Tout comme Condorcet faisait reproche à Voltaire et Montesquieu d’avoir fait preuve de retenue à l’égard de l’aristocratie et de la monarchie (Voir 1), nous devons faire reproche aujourd’hui à la plupart des hommes politiques, de droite comme de gauche, de leur retenue à l’égard du néocapitalisme et de l’économie néoclassique.
Le mot « retenue » est même certainement trop faible, car il serait plus judicieux de parler de complicité. Complicité d’appartenance pourrions nous dire.
Appartenance à une secte dirigeante, à une oligarchie entièrement régie par la préservation de son pouvoir, oligarchie majoritaire par l’organisation des institutions, majorité au service d’une ploutocratie, certes minoritaire en nombre, mais tenant tout, organisant tout, achetant tout et tout le monde.
S’achetant jusqu’à ces lieux d’où sortaient autrefois les contestations et les propositions de changements, mais où s’enseigne désormais, dans une orthodoxie sectaire, la religion de la théorie économique néoclassique ; je veux dire l’université. On l’a bien vu récemment avec Jean Tirole, incapable de s’exprimer sans faire référence à la conception magique du marché, jusque dans un domaine qui n’est pas le sien, l’environnement et le climat. (J.P. Dupuy in « Le pape François et le Nobel de l’économie » Le Monde 07/07)
Cette complicité est chaque jour plus évidente depuis la crise de 2008, qui s’est transformée en 2010, autour de nous, en crise de l’Europe.
Et ces crises, auxquelles on pourrait rajouter la crise environnementale et climatique, entrainent dès aujourd’hui un désir de justice des citoyens. Un désir que soient jugés les responsables, à l’exemple de ce que l’histoire a déjà connu.
Mieux vaudrait éviter les soubresauts trop violents du passé et innover avec des propositions plus douces. La plus naturelle serait celle des élections. Mais personne ne nie que celles ci ne fonctionnent plus dans un système désormais organisé et capté par une oligarchie matinée de ploutocratie. Il faut donc trouver autre chose.
L’appel au droit.
Je ne suis pas juriste, mais je pense que l’appel au droit pourrait être une solution.

Données fournies:
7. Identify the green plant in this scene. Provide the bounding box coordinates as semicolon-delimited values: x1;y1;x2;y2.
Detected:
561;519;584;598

Consigne:
Poursuivez le texte sur la complicité des responsables politiques avec le néocapitalisme en reprenant après sa dernière phrase.

Réponse:
Tout comme la nécessité s’est fait sentir après la seconde guerre mondiale de créer une Cour internationale de justice pour se saisir des conflits juridiques entre nations, tout comme le besoin de créer une Cour pénale internationale s’est fait sentir un jour pour juger les personnes accusées de génocide, tout comme après avoir construit un droit de l’environnement on ressent la nécessité d’une cour pénale internationale pour juger des crimes environnementaux, on pourrait trouver utile de créer une Cour internationale européenne pour juger des crimes économiques et politiques commis par des Etats, des institutions, et leurs responsables, qui n’acceptent pas, comme l’ont écrit Sandra Laugier et Albert Ogien, (voir 2), « qu’un peuple informé fasse la leçon politique à ses gouvernants et à ses élites de pouvoir ».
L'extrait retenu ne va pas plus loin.